## Instructions to follow
Pick up the forum thread comparing the technical director and production manager roles, and continue it from its last line.

## Selected extract
------------------------------------------------------------
# TD vs PM



## Erwin (Nov 24, 2009)

Hi All;

I find myself in a new job at a new company, and I am trying to sort out my place in it all. I know that the answers to my question will depend on the size of the company, the individuals involved, the types of productions etc. but, what are your thoughts on the differences between the TD and the PM. 

It seems to me that the areas of responsibility of TD and PM have a significant overlap that could be divided up any number of ways. How do you all do it?


----------



## cprted (Nov 24, 2009)

In my neck of the woods, the Production Manager is typically the head of the production team, responsible for staffing and overseeing budgets, the main conduit between the production and the producers.

The Technical Director, oversees the scene shop, responsible for building the set and realizing all of the technical elements of the production. The TD is also responsible for the upkeep of the theatre and all the gear contained within.

All of the above is completely subject to change based on any number of conditions and situations.


----------



## cprted (Nov 26, 2009)

If it is helpful, one of the major companies in my area just posted their PM position. Here is the job description: 

Responsibilities and Job Duties:
•To work under the direction of the AD to plan and supervise the execution of production requirements to facilitate the realization of the Artistic Director’s program
•Initiate and coordinate the flow of information with the production department and expedite support requests from the artistic departments through consultation with the AD and TDs.
•Assist in the preparation of operating and capital budgets for the production department.
------------------------------------------------------------
## Data supplied
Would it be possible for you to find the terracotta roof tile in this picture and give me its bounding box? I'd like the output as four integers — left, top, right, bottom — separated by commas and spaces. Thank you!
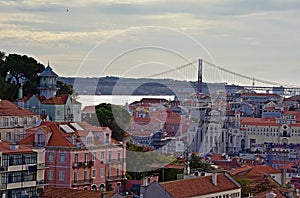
81, 106, 96, 113
0, 140, 33, 153
160, 174, 240, 198
42, 188, 113, 198
0, 100, 37, 116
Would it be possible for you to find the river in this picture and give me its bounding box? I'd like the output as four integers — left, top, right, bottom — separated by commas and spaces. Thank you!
77, 95, 174, 108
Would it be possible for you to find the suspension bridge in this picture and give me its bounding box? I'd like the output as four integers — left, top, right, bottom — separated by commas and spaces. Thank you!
148, 59, 300, 95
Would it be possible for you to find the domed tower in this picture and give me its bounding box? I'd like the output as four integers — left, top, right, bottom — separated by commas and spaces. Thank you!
38, 62, 59, 99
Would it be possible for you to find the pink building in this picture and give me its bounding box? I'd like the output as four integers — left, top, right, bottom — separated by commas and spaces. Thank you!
20, 122, 126, 191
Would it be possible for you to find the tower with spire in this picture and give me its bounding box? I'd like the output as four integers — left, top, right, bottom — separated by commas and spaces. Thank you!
38, 61, 59, 99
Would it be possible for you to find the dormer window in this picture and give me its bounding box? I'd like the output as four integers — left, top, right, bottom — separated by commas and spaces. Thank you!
86, 137, 93, 145
105, 133, 109, 144
72, 134, 76, 144
36, 134, 45, 147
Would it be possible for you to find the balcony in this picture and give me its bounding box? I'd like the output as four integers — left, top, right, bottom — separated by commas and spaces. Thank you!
0, 166, 7, 172
33, 142, 45, 147
107, 175, 126, 181
279, 133, 291, 137
36, 179, 49, 186
37, 163, 47, 170
107, 158, 126, 164
72, 179, 94, 186
72, 161, 94, 168
0, 184, 7, 190
0, 122, 23, 129
65, 113, 74, 119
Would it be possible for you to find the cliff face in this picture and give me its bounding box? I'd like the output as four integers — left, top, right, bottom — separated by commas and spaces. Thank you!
58, 77, 243, 95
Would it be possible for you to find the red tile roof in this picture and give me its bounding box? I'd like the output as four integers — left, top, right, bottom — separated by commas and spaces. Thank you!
0, 100, 37, 116
42, 188, 112, 198
242, 93, 280, 97
254, 189, 285, 198
160, 174, 240, 198
19, 122, 120, 147
241, 117, 280, 126
42, 95, 69, 105
81, 106, 96, 113
0, 140, 33, 154
231, 165, 281, 178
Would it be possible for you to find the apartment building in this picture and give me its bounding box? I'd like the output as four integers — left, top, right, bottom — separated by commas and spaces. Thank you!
20, 122, 126, 192
0, 99, 40, 141
0, 140, 47, 198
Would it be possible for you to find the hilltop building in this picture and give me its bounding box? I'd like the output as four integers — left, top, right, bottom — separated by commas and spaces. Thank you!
0, 140, 46, 198
0, 99, 40, 141
17, 64, 81, 122
140, 173, 241, 198
20, 122, 126, 192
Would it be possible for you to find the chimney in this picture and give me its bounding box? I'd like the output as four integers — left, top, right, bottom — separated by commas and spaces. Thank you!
9, 143, 19, 151
211, 172, 218, 186
266, 191, 276, 198
18, 85, 23, 99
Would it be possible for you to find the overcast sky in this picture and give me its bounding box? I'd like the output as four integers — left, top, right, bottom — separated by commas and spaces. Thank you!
0, 0, 300, 85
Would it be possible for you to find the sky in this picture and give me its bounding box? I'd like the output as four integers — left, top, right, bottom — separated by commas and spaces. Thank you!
0, 0, 300, 86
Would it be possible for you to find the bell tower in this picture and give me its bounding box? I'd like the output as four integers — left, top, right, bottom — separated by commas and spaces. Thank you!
38, 61, 59, 99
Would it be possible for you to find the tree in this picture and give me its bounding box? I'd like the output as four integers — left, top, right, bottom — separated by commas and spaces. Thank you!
3, 54, 45, 85
57, 81, 74, 95
95, 103, 131, 141
0, 51, 6, 79
0, 76, 9, 99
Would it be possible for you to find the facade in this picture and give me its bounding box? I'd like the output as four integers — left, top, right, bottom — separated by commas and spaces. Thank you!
241, 93, 282, 118
20, 122, 126, 192
0, 99, 40, 141
0, 141, 47, 198
39, 62, 58, 99
17, 64, 81, 122
141, 173, 241, 198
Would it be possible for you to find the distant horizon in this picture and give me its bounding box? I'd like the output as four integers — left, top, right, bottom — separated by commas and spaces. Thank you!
0, 0, 300, 85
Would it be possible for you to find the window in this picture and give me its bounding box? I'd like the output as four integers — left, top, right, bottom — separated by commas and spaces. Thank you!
92, 169, 96, 178
118, 151, 121, 161
84, 153, 89, 162
15, 117, 19, 125
23, 117, 27, 125
100, 151, 104, 161
58, 171, 65, 181
117, 166, 121, 177
72, 134, 76, 144
84, 170, 88, 181
37, 134, 43, 146
6, 132, 11, 140
93, 152, 97, 161
74, 153, 78, 163
59, 153, 65, 162
108, 151, 111, 162
105, 134, 109, 144
100, 168, 104, 178
48, 170, 53, 180
48, 152, 54, 162
107, 167, 111, 178
74, 172, 78, 183
86, 137, 93, 144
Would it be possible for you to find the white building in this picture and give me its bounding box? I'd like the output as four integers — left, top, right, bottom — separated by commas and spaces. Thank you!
0, 141, 46, 198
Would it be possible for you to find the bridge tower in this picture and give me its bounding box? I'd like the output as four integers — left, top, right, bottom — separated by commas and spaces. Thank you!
197, 59, 203, 96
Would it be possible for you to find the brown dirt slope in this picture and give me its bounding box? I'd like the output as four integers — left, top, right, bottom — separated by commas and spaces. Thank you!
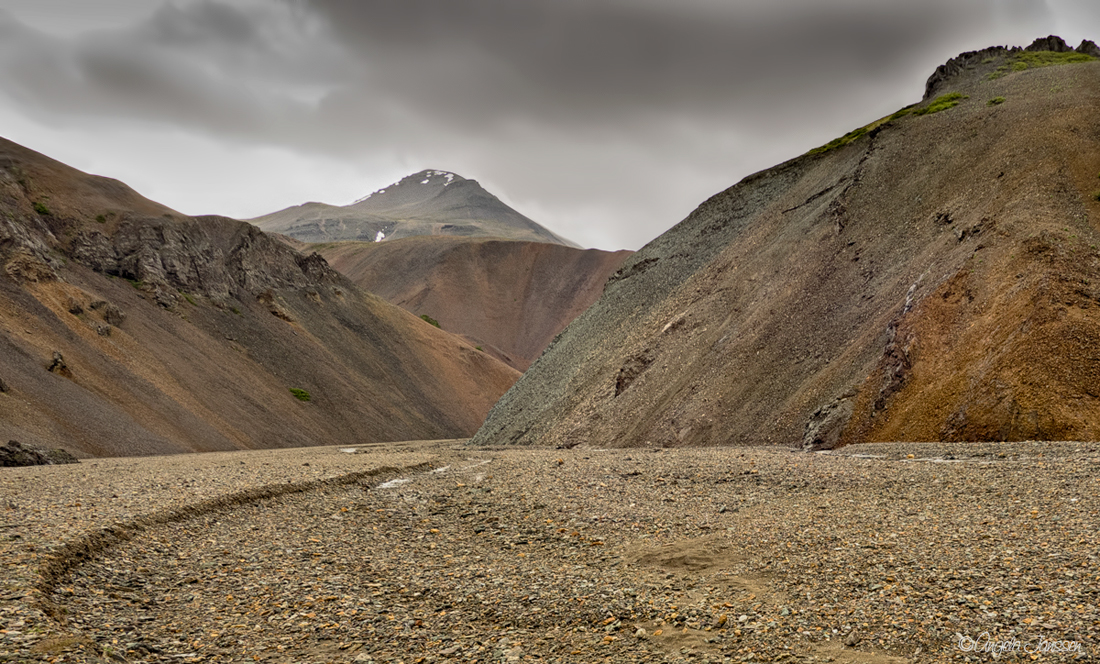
------------------------------------------------------------
## Final answer
•Supervise and maintain the company vehicles
•Supervise building maintenance and renovations
•Participate in all production meetings.
•Authorize production purchasing; establish methods of maintaining budget control on designated accounts maintaining records of and authorize, through departments heads, inventory purchase, rental and disposal of production material and equipment.
•Assess, define and organize Production Department personnel requirements in consultation with the AD; maintain correspondence files and interview applicants for available positions or delegate such interviews to department heads.
•Engage designers as directed by the Artistic Director; negotiating fees and issuing contracts.
•Engage stage management personnel.
•Act as a member of the negotiating committee for collective bargaining with IATSE; deal with issues arising from the IATSE contract.
•Direct payroll information for all production department personnel.
•Supervise warehouse storage and delegate responsibility to respective department heads for storage of all production material.
•Advise and assist in the organization of special production activities and in long –range planning and development.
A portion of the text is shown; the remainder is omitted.